Copy each entry exactly, leaving nothing out.

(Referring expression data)
• • • • •
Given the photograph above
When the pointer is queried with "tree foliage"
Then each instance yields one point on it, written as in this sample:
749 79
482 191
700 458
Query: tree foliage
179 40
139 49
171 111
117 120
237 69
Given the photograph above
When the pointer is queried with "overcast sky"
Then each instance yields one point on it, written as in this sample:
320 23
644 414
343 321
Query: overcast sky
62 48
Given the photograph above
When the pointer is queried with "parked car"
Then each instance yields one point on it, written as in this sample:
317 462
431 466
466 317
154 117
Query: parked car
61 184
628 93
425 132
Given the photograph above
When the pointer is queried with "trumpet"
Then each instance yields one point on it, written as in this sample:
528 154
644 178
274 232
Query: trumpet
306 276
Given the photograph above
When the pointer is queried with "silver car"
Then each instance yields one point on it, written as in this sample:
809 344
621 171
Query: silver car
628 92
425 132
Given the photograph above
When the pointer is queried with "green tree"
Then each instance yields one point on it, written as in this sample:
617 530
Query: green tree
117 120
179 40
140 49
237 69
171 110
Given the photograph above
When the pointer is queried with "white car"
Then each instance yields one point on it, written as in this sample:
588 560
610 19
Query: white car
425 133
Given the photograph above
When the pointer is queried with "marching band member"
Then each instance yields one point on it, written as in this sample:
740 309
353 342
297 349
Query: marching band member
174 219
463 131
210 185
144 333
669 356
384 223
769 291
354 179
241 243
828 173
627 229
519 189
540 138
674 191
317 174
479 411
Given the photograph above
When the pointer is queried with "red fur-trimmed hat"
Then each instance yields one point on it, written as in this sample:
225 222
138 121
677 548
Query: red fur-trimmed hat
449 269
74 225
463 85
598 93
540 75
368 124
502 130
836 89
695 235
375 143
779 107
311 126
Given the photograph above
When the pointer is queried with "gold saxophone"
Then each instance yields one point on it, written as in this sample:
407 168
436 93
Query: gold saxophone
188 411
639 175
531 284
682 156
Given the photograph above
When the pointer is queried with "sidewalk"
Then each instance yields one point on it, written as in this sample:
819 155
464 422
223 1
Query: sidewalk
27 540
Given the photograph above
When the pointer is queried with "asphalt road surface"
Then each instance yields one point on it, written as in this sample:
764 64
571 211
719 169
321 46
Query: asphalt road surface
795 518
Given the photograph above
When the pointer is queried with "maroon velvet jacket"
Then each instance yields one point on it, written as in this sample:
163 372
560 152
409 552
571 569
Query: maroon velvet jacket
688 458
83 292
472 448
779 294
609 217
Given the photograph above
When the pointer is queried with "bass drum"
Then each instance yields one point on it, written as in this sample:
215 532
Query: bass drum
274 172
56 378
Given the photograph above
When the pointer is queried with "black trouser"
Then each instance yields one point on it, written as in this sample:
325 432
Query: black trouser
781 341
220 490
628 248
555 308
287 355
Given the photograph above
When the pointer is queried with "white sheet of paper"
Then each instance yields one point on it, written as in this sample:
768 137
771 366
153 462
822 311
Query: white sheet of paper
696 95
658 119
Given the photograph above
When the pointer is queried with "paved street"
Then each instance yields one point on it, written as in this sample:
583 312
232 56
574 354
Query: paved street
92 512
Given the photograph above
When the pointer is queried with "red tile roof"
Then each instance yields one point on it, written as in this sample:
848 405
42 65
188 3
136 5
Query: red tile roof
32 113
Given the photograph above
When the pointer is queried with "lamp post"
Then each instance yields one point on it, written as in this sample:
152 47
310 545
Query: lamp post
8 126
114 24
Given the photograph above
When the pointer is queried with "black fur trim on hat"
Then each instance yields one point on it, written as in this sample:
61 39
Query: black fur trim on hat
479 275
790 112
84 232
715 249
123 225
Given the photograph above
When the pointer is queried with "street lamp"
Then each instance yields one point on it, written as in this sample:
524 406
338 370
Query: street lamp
• • • • •
> [Response below]
Given the photograph above
When the pointer is queried with "tree foliage"
Then each instance yields one point on it, written as in this sample:
749 79
482 191
700 458
Query: tree foliage
179 40
139 49
171 111
117 120
237 69
Given the photograph above
When the pointer is queried with "overcast sky"
Then each instance yields one point on it, written as in this sample:
320 23
644 414
343 321
Query: overcast sky
62 48
Given the photograph above
When the pointer is queried with "parked car"
Then each instance yields one point on it, written as in this sample:
317 462
431 466
466 317
154 117
Query: parked car
61 184
628 93
425 132
Given the photograph above
When the pointer is queried with "trumpet"
Then each instance yields one point on it, written as in this sample:
528 154
644 178
274 232
Query: trumpet
306 276
Given the photograph above
When the pointer is queried with "silver car"
Then each instance yields one point on it, written as in this sample:
809 344
621 171
Query: silver car
628 92
425 132
Given the photograph above
When the pointer is queried with "green tree"
Then each instance yields one point on it, written as in this sample:
617 530
Query: green tree
117 120
179 40
140 49
237 69
171 110
Given the photograph above
When the pointer is queried with "white car"
Then each instance yields one point on it, written as in this sample:
588 560
610 19
Query: white car
425 133
Given the photograph above
When the pointer is queried with "marching band member"
Then each instance yields one point on it, written as in this sample:
740 309
353 342
297 349
Query: marching band member
174 219
463 131
210 185
144 333
669 356
384 223
769 291
354 179
241 243
828 173
627 229
519 189
540 138
674 191
317 174
479 411
Given the photograph above
When the pointer is queried with "red fur-trimmed hat"
Then each instance yields one point on it, written as in this sample:
225 222
138 121
677 548
Query: red fur-trimmed hat
449 269
74 225
463 85
598 93
540 75
368 124
502 130
836 89
695 235
375 143
779 107
311 126
Given the photograph above
When the pointer is queried with "gold saxophone"
Then each instance yields one point on it, written as in this sample:
407 168
436 93
Query: gold saxophone
188 411
639 175
531 284
682 156
Given the photograph above
When the pointer is queried with "sidewalk"
Then each instance yields one point on it, written as in this sample:
819 155
464 422
223 1
Query: sidewalk
27 540
Given the photograph above
When the pointer is queried with "asphalt road surface"
Then each instance yields one point on it, written as in this sample:
764 64
571 211
719 169
321 46
Query: asphalt road surface
795 518
Given the photograph above
When the pointer is queried with "maroon velvet jacket"
Then each instance yields one point on it, written as in this sample:
163 372
560 152
409 552
571 569
Query: maroon velvet jacket
688 458
83 292
472 448
779 294
609 217
Given the photograph above
When the pointer is queried with "bass drum"
Then each instance yields one point on it, written as in this sample:
215 532
Query: bass drum
274 172
56 378
Given the photograph above
When the pointer is queried with "black trouser"
Then each instance yields one point on it, written as in this sample:
325 432
Query: black trouser
781 341
220 490
628 248
555 308
287 355
Given the photograph above
When the pointer is queried with "white sheet of paper"
Then each instance yields one point on it, written as in this sample:
768 137
771 366
153 462
822 311
Query: white sheet of paper
696 95
658 119
Given the photograph above
When the pointer is queried with "paved street"
Then each instance yields one point on it, written as in this sample:
583 312
232 56
574 354
Query: paved street
92 512
Given the photograph above
When the pointer is queried with "red tile roof"
Then each instance yields one point on it, written as in this sample:
848 405
42 65
188 3
136 5
Query: red tile roof
32 113
Given the photograph above
When the pointer is queried with "lamp post"
Then each instance yields one point on it, written as in this sample:
152 47
310 545
Query: lamp post
8 126
114 24
Given the photograph above
When the pointer is queried with "black fur trim on hat"
Then each instance yields one point on it, written as in this sample:
61 39
Query: black fur trim on hat
479 275
790 112
84 232
715 249
123 225
Given the photograph above
When the pointer is queried with "street lamp"
Then each instance yields one point on it, written as in this sample:
524 406
338 370
Query: street lamp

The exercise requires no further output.